> **Passage given**:
- - -

U.S. Treasury warns anyone fueling Iran tanker risks being blacklisted

FAN Editor
An Iranian flag flies on Iranian oil tanker Adrian Darya 1, previously named Grace 1, as it sits anchored after the Supreme Court of the British territory lifted its detention order, in the Strait of Gibraltar
FILE PHOTO: An Iranian flag flies on Iranian oil tanker Adrian Darya 1, previously named Grace 1, as it sits anchored after the Supreme Court of the British territory lifted its detention order, in the Strait of Gibraltar, Spain, August 18, 2019. REUTERS/Jon Nazca

September 5, 2019

By Timothy Gardner

WASHINGTON (Reuters) – The U.S. Treasury Department on Thursday warned that anyone around the world who helps fuel Iranian vessels blacklisted by Washington runs the risk of being designated as well.

The Treasury Department blacklisted the Adrian Darya, a tanker at the center of a confrontation between Washington and Tehran, on Aug. 30.

- - -

[Rows of box annotation data]
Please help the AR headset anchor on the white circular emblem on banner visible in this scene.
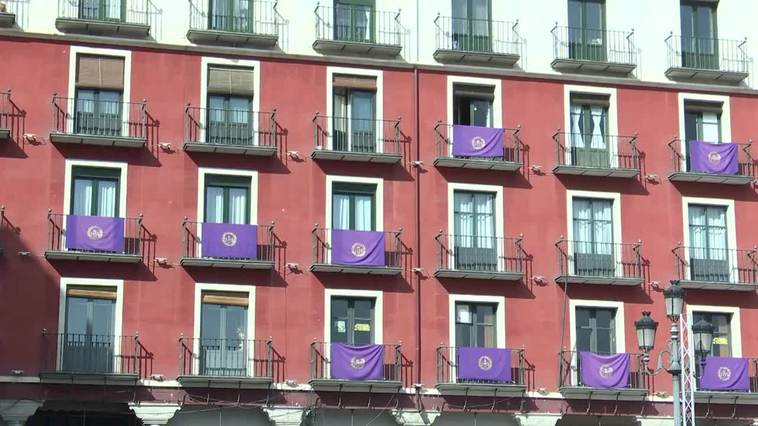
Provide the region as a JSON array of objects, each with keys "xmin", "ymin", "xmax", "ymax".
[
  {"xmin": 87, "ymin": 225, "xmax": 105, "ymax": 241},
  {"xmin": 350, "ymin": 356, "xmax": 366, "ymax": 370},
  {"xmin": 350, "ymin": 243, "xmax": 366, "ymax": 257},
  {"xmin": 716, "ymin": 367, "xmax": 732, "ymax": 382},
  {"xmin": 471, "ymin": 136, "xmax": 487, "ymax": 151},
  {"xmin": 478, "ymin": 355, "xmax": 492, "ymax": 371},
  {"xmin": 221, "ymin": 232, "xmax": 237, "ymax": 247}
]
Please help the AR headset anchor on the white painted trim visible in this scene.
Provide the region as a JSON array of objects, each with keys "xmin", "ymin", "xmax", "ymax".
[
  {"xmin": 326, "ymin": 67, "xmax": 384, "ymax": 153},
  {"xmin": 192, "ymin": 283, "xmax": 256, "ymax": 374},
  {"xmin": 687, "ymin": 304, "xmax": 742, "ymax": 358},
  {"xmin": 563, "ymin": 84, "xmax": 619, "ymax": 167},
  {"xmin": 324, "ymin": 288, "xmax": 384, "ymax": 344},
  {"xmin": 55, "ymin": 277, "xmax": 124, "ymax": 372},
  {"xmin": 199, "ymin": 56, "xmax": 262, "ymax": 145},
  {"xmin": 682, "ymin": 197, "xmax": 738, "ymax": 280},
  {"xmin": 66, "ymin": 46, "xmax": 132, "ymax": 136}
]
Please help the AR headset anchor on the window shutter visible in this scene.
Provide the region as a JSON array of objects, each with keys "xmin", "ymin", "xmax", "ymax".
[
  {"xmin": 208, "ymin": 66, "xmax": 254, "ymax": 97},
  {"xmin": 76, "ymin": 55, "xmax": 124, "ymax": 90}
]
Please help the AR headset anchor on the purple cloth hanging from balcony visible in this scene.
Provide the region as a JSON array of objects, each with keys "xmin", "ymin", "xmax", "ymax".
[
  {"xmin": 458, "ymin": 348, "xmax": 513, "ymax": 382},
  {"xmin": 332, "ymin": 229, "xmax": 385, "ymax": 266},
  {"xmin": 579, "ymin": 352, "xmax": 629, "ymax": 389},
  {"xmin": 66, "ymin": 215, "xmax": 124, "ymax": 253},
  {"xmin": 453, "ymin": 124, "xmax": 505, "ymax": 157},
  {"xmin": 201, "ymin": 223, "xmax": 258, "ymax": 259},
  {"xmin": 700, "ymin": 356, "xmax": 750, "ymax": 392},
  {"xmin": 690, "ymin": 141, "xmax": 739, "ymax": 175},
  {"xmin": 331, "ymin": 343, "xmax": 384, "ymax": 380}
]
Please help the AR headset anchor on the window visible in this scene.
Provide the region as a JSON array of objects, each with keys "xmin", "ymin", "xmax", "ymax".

- - -

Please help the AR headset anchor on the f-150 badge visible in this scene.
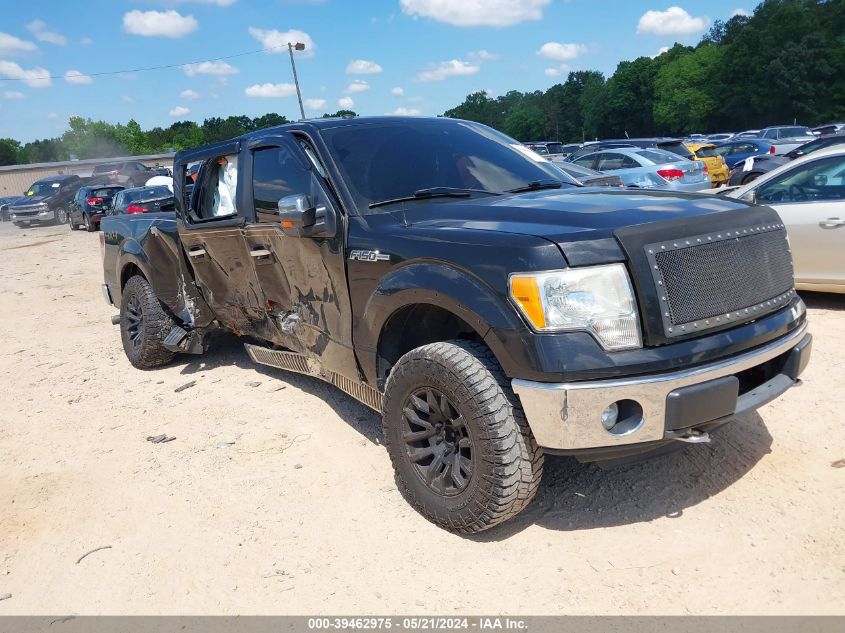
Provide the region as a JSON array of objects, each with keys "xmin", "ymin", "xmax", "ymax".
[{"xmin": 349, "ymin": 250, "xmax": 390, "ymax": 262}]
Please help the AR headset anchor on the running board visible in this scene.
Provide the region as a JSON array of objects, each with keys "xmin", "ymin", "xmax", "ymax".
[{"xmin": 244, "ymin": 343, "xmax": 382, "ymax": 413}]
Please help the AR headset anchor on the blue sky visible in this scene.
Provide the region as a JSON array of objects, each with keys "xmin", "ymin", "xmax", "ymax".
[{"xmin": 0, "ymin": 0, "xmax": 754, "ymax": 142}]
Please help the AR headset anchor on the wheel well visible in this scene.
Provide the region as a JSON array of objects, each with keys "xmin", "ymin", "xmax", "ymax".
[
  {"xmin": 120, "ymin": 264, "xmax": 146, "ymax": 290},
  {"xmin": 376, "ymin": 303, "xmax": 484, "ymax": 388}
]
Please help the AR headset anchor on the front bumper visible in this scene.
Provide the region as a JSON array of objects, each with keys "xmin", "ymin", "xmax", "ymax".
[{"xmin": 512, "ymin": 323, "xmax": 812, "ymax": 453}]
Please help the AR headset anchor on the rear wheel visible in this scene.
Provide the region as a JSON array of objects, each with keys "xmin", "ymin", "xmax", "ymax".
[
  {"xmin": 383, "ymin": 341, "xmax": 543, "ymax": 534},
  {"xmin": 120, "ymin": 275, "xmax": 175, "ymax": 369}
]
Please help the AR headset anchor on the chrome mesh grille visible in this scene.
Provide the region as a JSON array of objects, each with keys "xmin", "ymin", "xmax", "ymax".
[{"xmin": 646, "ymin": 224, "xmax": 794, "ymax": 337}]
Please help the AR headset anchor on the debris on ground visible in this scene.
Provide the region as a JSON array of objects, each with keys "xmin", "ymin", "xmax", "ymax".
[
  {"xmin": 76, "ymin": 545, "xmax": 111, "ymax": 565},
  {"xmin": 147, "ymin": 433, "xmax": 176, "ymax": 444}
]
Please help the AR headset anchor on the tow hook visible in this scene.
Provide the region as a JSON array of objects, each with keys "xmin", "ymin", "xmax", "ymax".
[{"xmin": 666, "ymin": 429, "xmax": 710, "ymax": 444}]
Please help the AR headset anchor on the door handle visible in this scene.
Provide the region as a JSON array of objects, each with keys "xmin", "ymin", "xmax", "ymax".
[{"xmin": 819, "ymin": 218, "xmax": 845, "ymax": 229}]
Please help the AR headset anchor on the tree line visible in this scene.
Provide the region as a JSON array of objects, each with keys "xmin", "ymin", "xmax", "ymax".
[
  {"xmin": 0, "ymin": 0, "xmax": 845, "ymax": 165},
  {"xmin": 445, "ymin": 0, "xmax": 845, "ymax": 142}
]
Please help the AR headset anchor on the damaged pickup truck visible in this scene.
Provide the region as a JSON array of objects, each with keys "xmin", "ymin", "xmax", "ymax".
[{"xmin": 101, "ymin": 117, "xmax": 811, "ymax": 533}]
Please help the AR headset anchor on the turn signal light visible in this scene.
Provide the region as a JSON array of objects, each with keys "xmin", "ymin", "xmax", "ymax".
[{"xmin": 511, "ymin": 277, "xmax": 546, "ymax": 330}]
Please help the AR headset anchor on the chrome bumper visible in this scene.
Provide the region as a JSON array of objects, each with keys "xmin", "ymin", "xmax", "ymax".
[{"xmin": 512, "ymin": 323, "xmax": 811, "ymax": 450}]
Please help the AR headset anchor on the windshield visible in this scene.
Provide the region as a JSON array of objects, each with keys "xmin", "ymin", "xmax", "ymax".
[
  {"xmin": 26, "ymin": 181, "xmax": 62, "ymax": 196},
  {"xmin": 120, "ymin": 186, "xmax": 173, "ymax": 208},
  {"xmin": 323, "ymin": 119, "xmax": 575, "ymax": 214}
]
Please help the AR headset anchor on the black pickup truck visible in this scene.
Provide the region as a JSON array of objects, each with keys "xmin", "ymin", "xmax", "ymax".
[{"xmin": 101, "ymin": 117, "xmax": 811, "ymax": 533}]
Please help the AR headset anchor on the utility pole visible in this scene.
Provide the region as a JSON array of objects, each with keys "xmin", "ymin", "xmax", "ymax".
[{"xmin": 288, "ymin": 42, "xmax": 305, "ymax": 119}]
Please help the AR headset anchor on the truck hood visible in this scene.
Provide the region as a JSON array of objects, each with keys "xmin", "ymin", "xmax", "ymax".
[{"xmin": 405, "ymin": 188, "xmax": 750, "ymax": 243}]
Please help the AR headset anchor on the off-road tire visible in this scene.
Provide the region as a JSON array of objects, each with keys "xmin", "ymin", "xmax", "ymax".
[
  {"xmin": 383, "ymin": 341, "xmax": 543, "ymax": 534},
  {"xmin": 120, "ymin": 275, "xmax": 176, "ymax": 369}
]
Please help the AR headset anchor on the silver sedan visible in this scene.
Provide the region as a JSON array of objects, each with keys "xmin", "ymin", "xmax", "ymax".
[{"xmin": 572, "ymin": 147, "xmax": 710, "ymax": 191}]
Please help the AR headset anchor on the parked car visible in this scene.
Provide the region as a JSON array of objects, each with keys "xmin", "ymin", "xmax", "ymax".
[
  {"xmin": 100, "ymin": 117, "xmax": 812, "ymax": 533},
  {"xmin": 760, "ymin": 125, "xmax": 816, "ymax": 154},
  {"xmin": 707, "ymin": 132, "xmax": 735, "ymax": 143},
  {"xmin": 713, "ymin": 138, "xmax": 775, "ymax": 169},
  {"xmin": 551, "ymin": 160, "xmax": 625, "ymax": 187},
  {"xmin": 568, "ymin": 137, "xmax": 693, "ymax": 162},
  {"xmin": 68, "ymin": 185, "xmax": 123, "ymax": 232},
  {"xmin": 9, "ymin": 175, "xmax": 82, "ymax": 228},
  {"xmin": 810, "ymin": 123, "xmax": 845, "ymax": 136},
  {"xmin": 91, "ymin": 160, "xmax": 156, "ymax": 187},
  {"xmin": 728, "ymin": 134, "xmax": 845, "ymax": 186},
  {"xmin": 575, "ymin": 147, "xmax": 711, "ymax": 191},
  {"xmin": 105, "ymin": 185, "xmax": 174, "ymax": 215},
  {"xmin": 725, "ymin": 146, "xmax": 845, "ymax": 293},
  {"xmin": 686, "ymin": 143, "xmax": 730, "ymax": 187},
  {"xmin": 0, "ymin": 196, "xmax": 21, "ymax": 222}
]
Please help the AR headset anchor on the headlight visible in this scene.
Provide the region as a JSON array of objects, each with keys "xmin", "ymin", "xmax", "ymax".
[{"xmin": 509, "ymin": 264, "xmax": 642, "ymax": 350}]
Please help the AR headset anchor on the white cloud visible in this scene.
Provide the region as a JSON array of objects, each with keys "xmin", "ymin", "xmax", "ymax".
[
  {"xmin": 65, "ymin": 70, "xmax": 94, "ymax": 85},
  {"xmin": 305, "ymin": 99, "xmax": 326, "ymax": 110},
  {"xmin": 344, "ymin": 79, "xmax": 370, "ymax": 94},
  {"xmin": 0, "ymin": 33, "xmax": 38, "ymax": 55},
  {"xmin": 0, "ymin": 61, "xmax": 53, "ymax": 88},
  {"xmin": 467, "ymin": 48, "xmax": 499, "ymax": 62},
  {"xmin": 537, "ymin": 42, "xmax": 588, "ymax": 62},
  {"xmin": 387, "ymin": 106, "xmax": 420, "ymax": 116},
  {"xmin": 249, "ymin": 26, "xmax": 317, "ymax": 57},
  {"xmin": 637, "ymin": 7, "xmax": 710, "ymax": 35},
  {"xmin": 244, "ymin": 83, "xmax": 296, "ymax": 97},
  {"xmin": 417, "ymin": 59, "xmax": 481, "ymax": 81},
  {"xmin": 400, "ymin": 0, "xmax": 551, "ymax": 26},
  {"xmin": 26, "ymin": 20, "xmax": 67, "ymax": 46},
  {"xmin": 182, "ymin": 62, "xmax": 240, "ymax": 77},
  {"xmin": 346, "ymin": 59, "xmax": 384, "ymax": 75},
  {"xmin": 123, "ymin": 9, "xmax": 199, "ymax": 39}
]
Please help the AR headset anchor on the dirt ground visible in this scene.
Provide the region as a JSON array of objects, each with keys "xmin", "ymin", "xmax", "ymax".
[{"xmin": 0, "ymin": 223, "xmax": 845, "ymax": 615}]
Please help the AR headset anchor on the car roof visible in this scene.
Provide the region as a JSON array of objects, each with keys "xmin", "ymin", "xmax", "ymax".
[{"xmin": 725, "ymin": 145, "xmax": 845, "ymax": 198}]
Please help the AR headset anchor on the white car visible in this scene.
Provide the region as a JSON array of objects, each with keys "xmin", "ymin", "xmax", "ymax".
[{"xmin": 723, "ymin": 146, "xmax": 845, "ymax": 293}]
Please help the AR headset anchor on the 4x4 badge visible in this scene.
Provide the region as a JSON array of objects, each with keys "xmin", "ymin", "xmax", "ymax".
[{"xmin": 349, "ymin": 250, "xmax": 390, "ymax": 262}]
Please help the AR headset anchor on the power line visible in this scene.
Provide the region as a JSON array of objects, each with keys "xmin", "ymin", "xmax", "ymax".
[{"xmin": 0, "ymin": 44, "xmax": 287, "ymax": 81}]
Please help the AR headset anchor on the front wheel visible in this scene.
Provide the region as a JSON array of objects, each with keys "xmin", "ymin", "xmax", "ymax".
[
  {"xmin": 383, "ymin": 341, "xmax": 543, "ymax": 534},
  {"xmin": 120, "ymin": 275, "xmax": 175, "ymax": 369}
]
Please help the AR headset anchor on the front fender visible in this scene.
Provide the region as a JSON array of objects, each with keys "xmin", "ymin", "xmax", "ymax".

- - -

> **Required work**:
(A) In the news report on the Treasury warning about Iranian tankers, what was the Adrian Darya 1 previously named?
(B) Extend the news report on the Treasury warning about Iranian tankers with a few more sentences that pick up after its final line.
The records are unrelated to the text and stand apart from it.

> **Per-task answers**:
(A) Grace 1

(B)
Washington has warned that it would regard any assistance given to the ship as support for a terrorist group, namely, Iran’s Islamic Revolutionary Guard Corps. The U.S. State Department has also said that any oil delivery to Syria from the tanker “enables the terrorism” of President Bashar al-Assad.

The ship, formerly called Grace 1, was detained by Britain off Gibraltar in July due to British suspicion it was carrying Iranian oil to Syria in violation of European Union sanctions.

In an update to its frequently asked questions, or FAQs, on Iran sanctions on its website, Treasury’s Office of Foreign Assets Control, or OFAC, said “the bunkering by non-U.S. persons of an Iranian vessel that has been identified as blocked property of an Iranian person … and the making of related payments for these bunkering services — risk being designated themselves.”

The move outlines how the Trump administration is applying so-called secondary sanctions, or sanctions on entities in third party countries, in regards to the Iranian tanker and any other Iranian vessels it blacklists.

The Adrian Darya was released in mid-August after Iran told Britain its cargo was not headed to Syria. But the ship has been cruising the Mediterranean since its release and appeared to have turned off its transponder this week.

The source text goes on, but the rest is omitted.